• Enunciado 1:
Segundo a reflexão sobre as tentações de Jesus, durante quantos dias jejuou Jesus antes de ser tentado?
• Enunciado 2:
Prolongue a reflexão sobre as tentações de Jesus a partir do ponto em que termina.

[Excerto selecionado]

A primeira leitura da Quaresma fala-nos das tentações de Jesus após ter jejuado por 40 dias. Interpelado pela homilia do sacerdote, pensei o que querem dizer essas tentações hoje.
Primeira
”Se és Filho de Deus, manda que estas pedras se transformem em pães!” (Mt 4, 3)
Pensa em ti.
É essa a tentação que hoje encontra expressão no dar um presente a si próprio, ou mesmo na necessidade de relaxar, vegetando pelas redes sociais. O convite de Jesus vai para além do desapego material: pensa por ti.
Actualmente, a maior parte do tempo que gastamos com as redes sociais, a responder a emails e a mensagens ininterruptas, na prática, é uma cedência às exigências daquilo que os outros pensam, não ao que pensamos.
Relaxar não é não pensar, mas encontrar o espaço para nos encontrarmos com os nossos pensamentos. Por isso, o convite de Jesus na primeira tentação é a ser crítico no sentido de não ceder ao que os outros pensam, mas a pensar por nós próprios e confrontar o que pensamos com os outros.
Segunda
” Se és Filho de Deus, lança-te daqui abaixo! Porque está escrito: ‘Deus dará ordens aos seus anjos a teu respeito, e eles te levarão nas mãos, para que não tropeces em alguma pedra’” (Mt 4, 6)
Exige de Deus.
Se acreditas em Deus, prova-me. Se achas que Deus te ama porque estás com uma doença terminal? É a tentação a exigir de Deus aquilo a que temos direito como fez o filho pródigo. Mas o convite de Jesus de não tentarmos Deus soou-me a: exige de ti e entrega-te a Deus.

[/Excerto selecionado]
[Itens listados]

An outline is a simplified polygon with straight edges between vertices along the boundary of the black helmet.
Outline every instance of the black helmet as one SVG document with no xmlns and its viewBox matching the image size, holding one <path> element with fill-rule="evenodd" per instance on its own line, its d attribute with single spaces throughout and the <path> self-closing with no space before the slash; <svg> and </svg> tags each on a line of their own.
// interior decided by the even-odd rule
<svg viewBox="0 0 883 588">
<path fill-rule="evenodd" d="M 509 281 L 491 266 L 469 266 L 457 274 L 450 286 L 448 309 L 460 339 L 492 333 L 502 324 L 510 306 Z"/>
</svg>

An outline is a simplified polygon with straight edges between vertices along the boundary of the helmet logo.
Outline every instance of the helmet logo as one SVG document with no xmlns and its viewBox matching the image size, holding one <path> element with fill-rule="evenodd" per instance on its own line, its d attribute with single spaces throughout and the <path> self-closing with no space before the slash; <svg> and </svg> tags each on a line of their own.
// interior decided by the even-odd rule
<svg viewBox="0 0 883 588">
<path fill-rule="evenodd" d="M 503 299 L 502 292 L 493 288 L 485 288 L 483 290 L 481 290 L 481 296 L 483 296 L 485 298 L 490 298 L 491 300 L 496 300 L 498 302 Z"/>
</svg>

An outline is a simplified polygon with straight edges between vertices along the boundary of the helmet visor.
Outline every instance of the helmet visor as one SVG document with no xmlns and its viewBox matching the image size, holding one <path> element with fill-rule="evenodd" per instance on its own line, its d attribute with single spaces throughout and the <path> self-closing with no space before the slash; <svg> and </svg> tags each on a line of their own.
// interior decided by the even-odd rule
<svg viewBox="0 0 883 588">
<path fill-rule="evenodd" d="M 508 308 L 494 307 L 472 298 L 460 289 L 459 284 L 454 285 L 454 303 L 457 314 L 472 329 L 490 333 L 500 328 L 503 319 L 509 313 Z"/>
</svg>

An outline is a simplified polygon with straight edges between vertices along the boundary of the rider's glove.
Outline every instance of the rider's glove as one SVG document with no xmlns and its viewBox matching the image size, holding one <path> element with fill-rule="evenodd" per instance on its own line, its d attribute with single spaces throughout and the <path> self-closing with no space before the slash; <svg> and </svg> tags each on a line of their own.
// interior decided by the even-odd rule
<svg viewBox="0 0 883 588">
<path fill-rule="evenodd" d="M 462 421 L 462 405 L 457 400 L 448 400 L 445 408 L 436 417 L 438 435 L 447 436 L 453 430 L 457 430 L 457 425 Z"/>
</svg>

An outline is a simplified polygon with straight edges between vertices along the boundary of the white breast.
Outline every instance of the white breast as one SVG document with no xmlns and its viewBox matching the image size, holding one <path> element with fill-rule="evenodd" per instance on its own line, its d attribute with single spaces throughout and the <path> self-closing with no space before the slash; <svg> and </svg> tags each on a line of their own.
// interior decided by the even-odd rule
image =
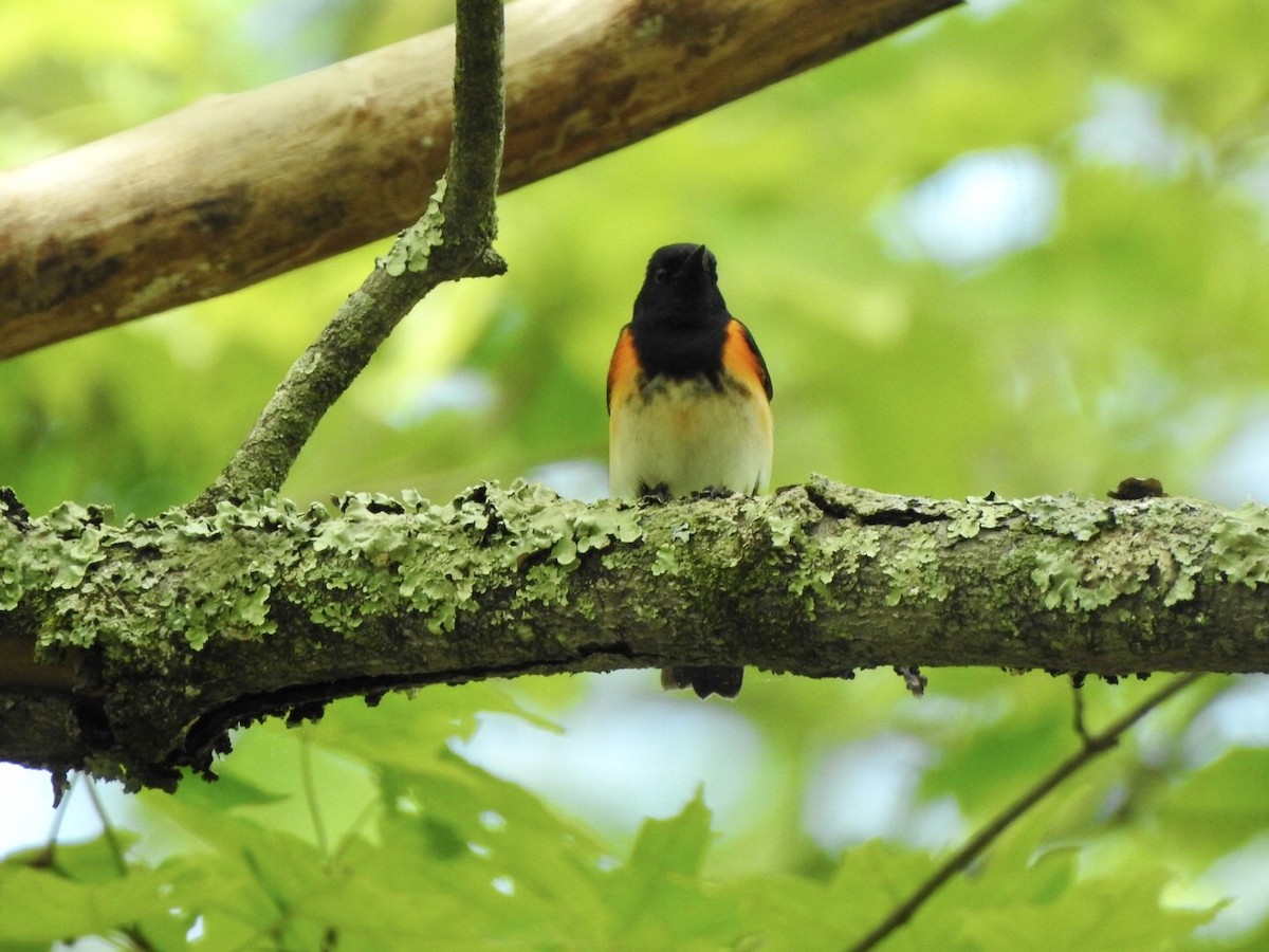
<svg viewBox="0 0 1269 952">
<path fill-rule="evenodd" d="M 731 378 L 722 390 L 706 380 L 657 378 L 612 407 L 608 466 L 619 498 L 661 484 L 674 496 L 761 491 L 772 477 L 770 405 Z"/>
</svg>

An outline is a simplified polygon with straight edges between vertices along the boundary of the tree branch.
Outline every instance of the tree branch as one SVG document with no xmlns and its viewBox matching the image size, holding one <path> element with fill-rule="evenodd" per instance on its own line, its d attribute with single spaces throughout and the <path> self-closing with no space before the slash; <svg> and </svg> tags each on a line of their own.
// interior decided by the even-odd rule
<svg viewBox="0 0 1269 952">
<path fill-rule="evenodd" d="M 518 0 L 506 8 L 503 188 L 958 1 Z M 452 32 L 437 30 L 0 174 L 0 357 L 223 294 L 407 226 L 445 164 L 453 48 Z"/>
<path fill-rule="evenodd" d="M 503 165 L 501 0 L 459 0 L 456 43 L 454 137 L 437 193 L 292 364 L 246 440 L 190 512 L 207 514 L 222 500 L 282 486 L 321 418 L 423 297 L 447 281 L 506 270 L 492 249 Z"/>
<path fill-rule="evenodd" d="M 477 486 L 341 509 L 264 498 L 110 527 L 0 494 L 0 645 L 44 663 L 0 670 L 0 758 L 165 786 L 263 716 L 528 673 L 1269 670 L 1259 506 L 816 480 L 647 508 Z"/>
<path fill-rule="evenodd" d="M 912 895 L 900 902 L 891 913 L 877 924 L 867 935 L 849 947 L 849 952 L 869 952 L 877 948 L 890 935 L 907 924 L 934 895 L 945 886 L 953 876 L 970 868 L 970 863 L 982 856 L 983 850 L 995 843 L 1000 836 L 1025 816 L 1032 807 L 1044 800 L 1049 793 L 1061 787 L 1066 781 L 1096 760 L 1103 754 L 1113 750 L 1119 739 L 1147 713 L 1171 699 L 1178 693 L 1197 682 L 1202 674 L 1183 674 L 1174 678 L 1126 715 L 1110 724 L 1099 734 L 1080 731 L 1082 746 L 1066 758 L 1062 763 L 1039 778 L 1030 790 L 1018 800 L 1001 810 L 990 823 L 987 823 L 973 836 L 966 840 L 958 850 L 949 856 L 929 878 L 921 882 Z M 1079 697 L 1079 696 L 1076 696 Z"/>
</svg>

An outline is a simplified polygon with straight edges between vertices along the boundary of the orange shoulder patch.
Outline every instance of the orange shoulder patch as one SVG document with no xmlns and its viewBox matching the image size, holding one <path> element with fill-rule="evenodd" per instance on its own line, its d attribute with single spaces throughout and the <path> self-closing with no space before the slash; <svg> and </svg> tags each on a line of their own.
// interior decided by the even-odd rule
<svg viewBox="0 0 1269 952">
<path fill-rule="evenodd" d="M 768 400 L 774 396 L 772 378 L 766 373 L 766 362 L 758 349 L 758 343 L 754 340 L 754 335 L 749 333 L 749 327 L 735 317 L 727 322 L 727 341 L 722 348 L 722 366 L 733 377 L 758 383 L 763 388 L 763 392 L 766 393 Z M 609 380 L 612 380 L 610 373 Z"/>
<path fill-rule="evenodd" d="M 617 347 L 613 349 L 613 359 L 608 363 L 608 413 L 613 411 L 613 402 L 621 404 L 629 396 L 636 386 L 640 364 L 638 354 L 634 352 L 634 335 L 631 325 L 622 327 L 617 335 Z"/>
</svg>

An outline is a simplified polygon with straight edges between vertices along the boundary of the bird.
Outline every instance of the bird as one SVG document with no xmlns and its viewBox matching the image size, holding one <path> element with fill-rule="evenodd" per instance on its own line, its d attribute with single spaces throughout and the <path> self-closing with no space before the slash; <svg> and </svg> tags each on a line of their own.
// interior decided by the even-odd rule
<svg viewBox="0 0 1269 952">
<path fill-rule="evenodd" d="M 718 289 L 704 245 L 657 249 L 608 364 L 608 470 L 614 499 L 765 491 L 772 378 L 754 335 Z M 744 668 L 666 668 L 667 691 L 736 697 Z"/>
</svg>

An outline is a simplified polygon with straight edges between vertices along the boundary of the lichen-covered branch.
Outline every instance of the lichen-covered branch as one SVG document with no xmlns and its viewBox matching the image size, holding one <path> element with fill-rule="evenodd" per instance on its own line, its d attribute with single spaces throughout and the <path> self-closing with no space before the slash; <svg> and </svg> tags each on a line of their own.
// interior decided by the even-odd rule
<svg viewBox="0 0 1269 952">
<path fill-rule="evenodd" d="M 335 312 L 287 372 L 246 440 L 192 504 L 208 513 L 282 485 L 321 418 L 374 352 L 438 284 L 501 274 L 492 250 L 503 165 L 503 4 L 462 0 L 454 60 L 454 136 L 449 166 L 426 211 Z"/>
<path fill-rule="evenodd" d="M 516 0 L 503 188 L 637 142 L 959 0 Z M 0 357 L 382 239 L 445 166 L 443 29 L 0 171 Z"/>
<path fill-rule="evenodd" d="M 1269 510 L 1175 498 L 816 480 L 636 506 L 482 485 L 113 527 L 0 495 L 0 659 L 24 659 L 0 669 L 0 758 L 170 784 L 266 715 L 525 673 L 1264 671 L 1266 581 Z"/>
</svg>

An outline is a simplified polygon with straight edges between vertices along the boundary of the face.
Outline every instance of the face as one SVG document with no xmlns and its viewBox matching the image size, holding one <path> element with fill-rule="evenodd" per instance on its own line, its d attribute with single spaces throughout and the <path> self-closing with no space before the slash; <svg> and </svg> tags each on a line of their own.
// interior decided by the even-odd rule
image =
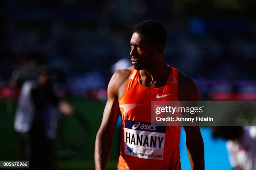
<svg viewBox="0 0 256 170">
<path fill-rule="evenodd" d="M 130 44 L 131 48 L 130 55 L 134 68 L 141 70 L 150 68 L 156 61 L 152 40 L 146 35 L 134 32 Z"/>
</svg>

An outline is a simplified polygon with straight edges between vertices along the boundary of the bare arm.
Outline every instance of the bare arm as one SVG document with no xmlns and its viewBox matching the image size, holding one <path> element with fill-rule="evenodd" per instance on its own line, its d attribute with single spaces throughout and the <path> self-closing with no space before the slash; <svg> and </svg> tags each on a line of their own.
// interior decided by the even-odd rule
<svg viewBox="0 0 256 170">
<path fill-rule="evenodd" d="M 115 128 L 119 116 L 118 95 L 123 83 L 123 71 L 115 72 L 108 88 L 108 101 L 96 138 L 94 160 L 95 169 L 105 170 L 112 145 Z"/>
<path fill-rule="evenodd" d="M 179 75 L 179 100 L 197 101 L 198 92 L 194 80 L 181 72 Z M 204 148 L 202 138 L 198 126 L 184 126 L 186 144 L 192 170 L 204 170 Z"/>
</svg>

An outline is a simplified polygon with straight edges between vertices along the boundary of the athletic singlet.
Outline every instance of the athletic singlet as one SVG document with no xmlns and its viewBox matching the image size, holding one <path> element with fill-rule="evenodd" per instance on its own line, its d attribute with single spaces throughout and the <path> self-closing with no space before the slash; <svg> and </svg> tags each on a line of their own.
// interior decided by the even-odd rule
<svg viewBox="0 0 256 170">
<path fill-rule="evenodd" d="M 119 100 L 122 123 L 118 170 L 181 169 L 180 126 L 151 123 L 151 101 L 178 100 L 178 70 L 169 67 L 166 84 L 158 88 L 142 86 L 139 70 L 133 68 L 131 72 Z"/>
</svg>

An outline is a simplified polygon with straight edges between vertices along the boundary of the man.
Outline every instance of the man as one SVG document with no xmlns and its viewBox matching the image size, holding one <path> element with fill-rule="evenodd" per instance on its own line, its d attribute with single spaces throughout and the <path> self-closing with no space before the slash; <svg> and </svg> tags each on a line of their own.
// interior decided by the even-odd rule
<svg viewBox="0 0 256 170">
<path fill-rule="evenodd" d="M 163 52 L 166 40 L 165 29 L 156 21 L 146 20 L 136 26 L 130 42 L 133 66 L 116 71 L 108 85 L 108 102 L 95 141 L 96 169 L 106 169 L 120 112 L 122 125 L 118 169 L 181 169 L 180 126 L 166 126 L 161 130 L 156 127 L 155 131 L 133 128 L 150 124 L 151 101 L 198 100 L 193 80 L 165 64 Z M 184 128 L 192 168 L 204 169 L 199 128 Z M 157 141 L 150 142 L 152 138 L 158 139 Z M 131 145 L 134 147 L 129 147 Z"/>
<path fill-rule="evenodd" d="M 30 169 L 55 169 L 54 138 L 59 110 L 67 116 L 72 106 L 56 96 L 44 70 L 36 81 L 27 80 L 22 86 L 14 121 L 18 133 L 20 160 L 30 161 Z"/>
<path fill-rule="evenodd" d="M 214 126 L 214 138 L 227 140 L 230 164 L 234 170 L 256 170 L 256 127 Z"/>
</svg>

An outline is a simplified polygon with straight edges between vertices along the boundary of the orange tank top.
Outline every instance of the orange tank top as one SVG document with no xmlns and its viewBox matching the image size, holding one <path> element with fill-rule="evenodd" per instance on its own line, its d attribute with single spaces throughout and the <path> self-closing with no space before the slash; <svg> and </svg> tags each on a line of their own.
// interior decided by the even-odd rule
<svg viewBox="0 0 256 170">
<path fill-rule="evenodd" d="M 171 67 L 165 85 L 150 88 L 139 82 L 133 68 L 119 100 L 122 122 L 118 170 L 181 169 L 180 126 L 151 125 L 151 101 L 178 100 L 178 70 Z"/>
</svg>

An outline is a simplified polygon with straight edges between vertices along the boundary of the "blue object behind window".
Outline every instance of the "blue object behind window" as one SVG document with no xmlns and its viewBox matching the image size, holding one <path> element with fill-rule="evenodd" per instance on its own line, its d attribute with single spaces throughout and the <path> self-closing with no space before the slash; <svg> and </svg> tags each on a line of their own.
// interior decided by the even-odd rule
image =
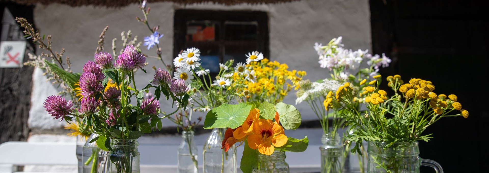
<svg viewBox="0 0 489 173">
<path fill-rule="evenodd" d="M 217 55 L 200 56 L 202 67 L 211 70 L 211 73 L 219 72 L 219 57 Z"/>
</svg>

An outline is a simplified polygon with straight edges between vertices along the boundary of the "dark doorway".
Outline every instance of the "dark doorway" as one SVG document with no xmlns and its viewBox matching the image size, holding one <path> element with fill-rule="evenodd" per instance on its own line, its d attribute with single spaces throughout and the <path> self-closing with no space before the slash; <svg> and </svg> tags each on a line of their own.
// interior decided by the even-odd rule
<svg viewBox="0 0 489 173">
<path fill-rule="evenodd" d="M 483 172 L 489 161 L 485 145 L 489 22 L 484 2 L 370 0 L 374 53 L 393 59 L 381 73 L 430 80 L 435 93 L 457 95 L 469 112 L 467 119 L 441 119 L 424 132 L 434 138 L 420 142 L 420 156 L 438 162 L 447 173 Z M 422 172 L 434 171 L 423 167 Z"/>
</svg>

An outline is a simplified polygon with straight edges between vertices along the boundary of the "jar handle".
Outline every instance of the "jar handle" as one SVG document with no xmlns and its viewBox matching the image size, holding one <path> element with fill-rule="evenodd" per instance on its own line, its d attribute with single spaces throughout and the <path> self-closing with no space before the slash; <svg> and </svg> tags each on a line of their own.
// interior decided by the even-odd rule
<svg viewBox="0 0 489 173">
<path fill-rule="evenodd" d="M 435 169 L 436 173 L 443 173 L 443 168 L 442 166 L 433 160 L 421 159 L 421 165 L 429 166 Z"/>
</svg>

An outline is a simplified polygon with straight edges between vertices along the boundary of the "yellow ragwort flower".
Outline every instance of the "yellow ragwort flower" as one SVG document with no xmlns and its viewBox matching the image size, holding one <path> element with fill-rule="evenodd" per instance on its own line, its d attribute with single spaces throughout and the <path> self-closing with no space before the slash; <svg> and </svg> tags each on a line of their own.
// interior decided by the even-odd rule
<svg viewBox="0 0 489 173">
<path fill-rule="evenodd" d="M 408 90 L 409 89 L 407 89 L 407 88 L 406 87 L 406 86 L 404 85 L 402 85 L 400 86 L 400 87 L 399 87 L 399 91 L 403 93 L 406 93 L 406 92 L 407 92 Z"/>
<path fill-rule="evenodd" d="M 414 91 L 414 89 L 409 89 L 406 92 L 406 98 L 410 99 L 411 98 L 414 97 L 414 94 L 416 91 Z"/>
<path fill-rule="evenodd" d="M 377 101 L 377 99 L 372 99 L 370 100 L 370 103 L 374 105 L 378 105 L 378 101 Z"/>
<path fill-rule="evenodd" d="M 442 108 L 440 108 L 440 107 L 435 108 L 434 108 L 433 109 L 433 111 L 435 112 L 435 113 L 436 113 L 439 115 L 441 115 L 442 113 L 443 113 L 443 109 L 442 109 Z"/>
<path fill-rule="evenodd" d="M 365 82 L 367 82 L 367 80 L 366 79 L 362 80 L 361 82 L 360 82 L 360 85 L 363 85 L 363 84 L 365 84 Z"/>
<path fill-rule="evenodd" d="M 446 102 L 443 100 L 439 101 L 438 105 L 439 105 L 440 107 L 442 108 L 446 108 L 448 106 L 448 105 L 446 103 Z"/>
<path fill-rule="evenodd" d="M 375 100 L 377 100 L 378 102 L 378 103 L 384 103 L 384 100 L 382 99 L 381 98 L 380 98 L 380 97 L 376 98 L 375 98 Z"/>
<path fill-rule="evenodd" d="M 460 110 L 460 113 L 462 114 L 462 116 L 464 116 L 464 118 L 467 118 L 468 117 L 468 111 L 466 109 Z"/>
<path fill-rule="evenodd" d="M 418 84 L 420 84 L 420 81 L 418 81 L 417 79 L 413 78 L 413 79 L 411 79 L 411 80 L 409 80 L 409 84 L 411 84 L 411 85 L 415 86 L 415 85 L 417 85 Z"/>
<path fill-rule="evenodd" d="M 458 99 L 458 97 L 457 97 L 457 96 L 455 94 L 448 95 L 448 98 L 449 98 L 450 100 L 453 100 L 454 102 L 456 102 L 457 100 Z"/>
<path fill-rule="evenodd" d="M 429 102 L 429 106 L 431 107 L 431 108 L 436 108 L 436 102 L 433 102 L 433 101 L 430 101 Z"/>
<path fill-rule="evenodd" d="M 461 104 L 460 103 L 453 102 L 453 103 L 452 104 L 452 106 L 453 107 L 453 108 L 455 108 L 455 109 L 458 110 L 460 110 L 460 109 L 462 109 L 462 104 Z"/>
</svg>

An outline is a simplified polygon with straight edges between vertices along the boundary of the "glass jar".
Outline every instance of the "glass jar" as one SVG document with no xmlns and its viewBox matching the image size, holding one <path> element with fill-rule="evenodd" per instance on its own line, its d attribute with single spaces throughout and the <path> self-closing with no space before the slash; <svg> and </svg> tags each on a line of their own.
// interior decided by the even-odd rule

[/Itens listados]

• Resposta 1:
Durante 40 dias.

• Resposta 2:
Exigimos muito dos outros e com Deus fazemos algo de semelhante, mas a exigência real está do nosso lado. Não posso exigir nada a alguém, apenas a mim próprio. E a primeira exigência será esta entrega total a Deus que pode manifestar-se nas mais pequenas coisas. Por exemplo, escutar atentamente quem fala comigo; não esperar que alguém arrume a cozinha ou o quarto, mas dar o primeiro passo; isto é, levantar a cabeça e olhar à volta, questionando: o que posso fazer para tornar o mundo um pouco melhor?
Terceira
”Eu te darei tudo isso, se te ajoelhares diante de mim, para me adorar.” (Mt 4, 9)
Esquece Deus.
Uma vez na Inglaterra, um grupo de ateus gastou dinheiro em letreiros nos autocarros que diziam – _“Provavelmente Deus não existe. Pára de te preocupar e goza a tua vida.”_ Ou seja, para eles a existência de Deus é uma preocupação para os crentes, por isso, o conselho que dão seria uma versão moderna desta tentação: esquece-O. Mas o convite de Jesus é diferente: esquece-te e ama Deus.
Deus para o crente não é uma razão para preocupação, mas uma razão para amar os outros, a criação e até nós próprios. O acto de esquecer-se de si pretende abrir-nos à novidade dos outros que, no final, acaba por resultar num encontro com aquilo que somos. Pois, será o relacionamento com os outros que permite saber quem realmente somos.
Se és…
A ideia das tentações é questionar o nosso relacionamento com Deus através de uma ligação entre a validação daquilo que pensamos ser e os actos que nos afastam disso. O que a tentação pretende incutir não é a dúvida, mas a contradição. Aliás, quando me parece que o convite de Jesus na primeira tentação é a pensar por nós próprios, fazemos isso através da dúvida. Daí que, na minha opinião, essa é uma via teologal a descobrir na cultura actual.
Gosto sempre dos artigos do professor e partilho algo que me vem ao espírito sempre que leio esta passagem do Evangelho. Lê-se: “Se és Filho de Deus” Não haverá aqui uma 4ª tentação e talvez a maior para Jesus, isto é, levá-lo à dúvida de ser realmente o Filho de Deus? Para mim o tentador poderia dirigir-se a Jesus dizendo por exemplo: “Já que és Filho de Deus…” mas não: tenta introduzir a dúvida: “Se és…”.
Que me pode o Professor dizer sobre esta minha leitura? Agradeço, mas aguardo sem pressas considerando as muitas ocupações e preocupações que tem.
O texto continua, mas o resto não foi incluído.